--- Start ---

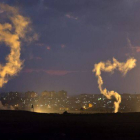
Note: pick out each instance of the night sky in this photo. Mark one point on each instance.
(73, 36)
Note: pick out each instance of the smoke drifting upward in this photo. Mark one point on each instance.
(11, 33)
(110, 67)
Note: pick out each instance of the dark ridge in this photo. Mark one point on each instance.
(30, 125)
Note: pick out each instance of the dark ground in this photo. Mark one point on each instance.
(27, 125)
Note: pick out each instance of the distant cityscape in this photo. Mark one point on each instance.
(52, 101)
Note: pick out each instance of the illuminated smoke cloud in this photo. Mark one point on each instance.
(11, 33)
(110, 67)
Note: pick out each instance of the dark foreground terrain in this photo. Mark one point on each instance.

--- End ---
--- Start ---

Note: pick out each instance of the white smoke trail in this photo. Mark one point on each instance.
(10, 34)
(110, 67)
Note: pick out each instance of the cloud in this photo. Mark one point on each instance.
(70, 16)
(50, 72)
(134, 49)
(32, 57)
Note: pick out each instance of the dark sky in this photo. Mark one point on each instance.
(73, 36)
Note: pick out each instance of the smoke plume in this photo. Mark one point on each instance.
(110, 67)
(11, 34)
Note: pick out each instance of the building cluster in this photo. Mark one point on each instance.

--- End ---

Your instructions> Gather every line in the listing above that contains the word "cloud", and copy each one out in full.

Full answer>
Note: pick out each instance of the illuminated smoke cloud in this photo. Mark one point on each instance.
Note: pick out each instance of the cloud in this photo. Mark one point on each instance.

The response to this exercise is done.